Does The Sales Rebirth Of The Nissan LEAF In Japan Forecast Big Things For The US?

MAR 13 2013 BY JAY COLE 9

For the most part, the reception of the Nissan LEAF was lukewarm at best in the United States.  Past the initial “early adopters”, keen on being the first to be able to purchase an all electric car, new car buyers simply did not want to shell out the premium cost for the priviledge of cutting the gas station out of their lives.

Sydney, Australia Recently Received A Fleet Of Outgoing 2012 LEAFs

Sydney, Australia Recently Received A Fleet Of Outgoing 2012 LEAFs (we assume they got some kind of MY-end discount as well)

The outgoing 2012 LEAF SV, started at $35,020; which was a good $10,000 higher than a comparable gas car.

Sales for the first 8 months of 2012 (before Nissan starting discounting old inventory by anywhere from $5,500 nationally to $9,775 regionally), averaged just 528 LEAFs sold per month.  In other words, hideous failure.

[Dataset rows]
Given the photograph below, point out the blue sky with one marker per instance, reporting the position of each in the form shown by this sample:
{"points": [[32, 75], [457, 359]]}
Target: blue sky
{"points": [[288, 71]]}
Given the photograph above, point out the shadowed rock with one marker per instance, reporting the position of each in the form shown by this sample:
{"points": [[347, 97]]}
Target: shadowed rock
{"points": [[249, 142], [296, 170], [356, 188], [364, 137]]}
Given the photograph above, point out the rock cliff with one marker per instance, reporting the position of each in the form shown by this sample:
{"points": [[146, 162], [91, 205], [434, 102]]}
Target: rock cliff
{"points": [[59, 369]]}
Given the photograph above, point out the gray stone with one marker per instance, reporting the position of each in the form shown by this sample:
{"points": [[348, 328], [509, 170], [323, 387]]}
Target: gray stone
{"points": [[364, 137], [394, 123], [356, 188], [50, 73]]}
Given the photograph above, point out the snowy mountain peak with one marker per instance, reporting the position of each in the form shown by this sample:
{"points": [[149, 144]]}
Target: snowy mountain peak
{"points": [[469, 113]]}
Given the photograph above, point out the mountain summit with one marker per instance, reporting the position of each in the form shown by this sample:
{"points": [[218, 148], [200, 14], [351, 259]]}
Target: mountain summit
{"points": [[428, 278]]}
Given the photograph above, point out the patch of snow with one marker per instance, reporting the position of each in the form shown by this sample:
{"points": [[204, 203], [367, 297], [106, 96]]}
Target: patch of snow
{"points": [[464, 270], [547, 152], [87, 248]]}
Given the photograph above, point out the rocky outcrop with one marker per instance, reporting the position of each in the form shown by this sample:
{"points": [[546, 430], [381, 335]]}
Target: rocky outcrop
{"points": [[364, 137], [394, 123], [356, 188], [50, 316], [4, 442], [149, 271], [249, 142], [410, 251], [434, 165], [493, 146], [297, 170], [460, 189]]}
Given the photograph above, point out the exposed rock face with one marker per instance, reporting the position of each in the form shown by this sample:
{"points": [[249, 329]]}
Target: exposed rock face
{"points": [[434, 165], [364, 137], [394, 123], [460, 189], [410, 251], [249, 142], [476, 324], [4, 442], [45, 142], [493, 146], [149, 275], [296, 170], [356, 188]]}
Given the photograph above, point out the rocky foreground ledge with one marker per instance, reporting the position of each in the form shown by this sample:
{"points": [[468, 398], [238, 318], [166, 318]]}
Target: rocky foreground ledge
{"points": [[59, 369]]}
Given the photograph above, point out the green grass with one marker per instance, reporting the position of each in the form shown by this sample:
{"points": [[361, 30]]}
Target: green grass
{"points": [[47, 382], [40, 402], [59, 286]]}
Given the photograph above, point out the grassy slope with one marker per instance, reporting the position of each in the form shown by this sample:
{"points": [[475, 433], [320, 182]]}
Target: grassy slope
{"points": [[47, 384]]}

= What to work on =
**1.** In the article on Nissan LEAF sales, what was the starting price of the outgoing 2012 LEAF SV?
**2.** List every dollar amount that appears in the article on Nissan LEAF sales.
The dataset rows have no role in this.

= Solved problems =
**1.** $35,020

**2.** $35,020; $10,000; $5,500; $9,775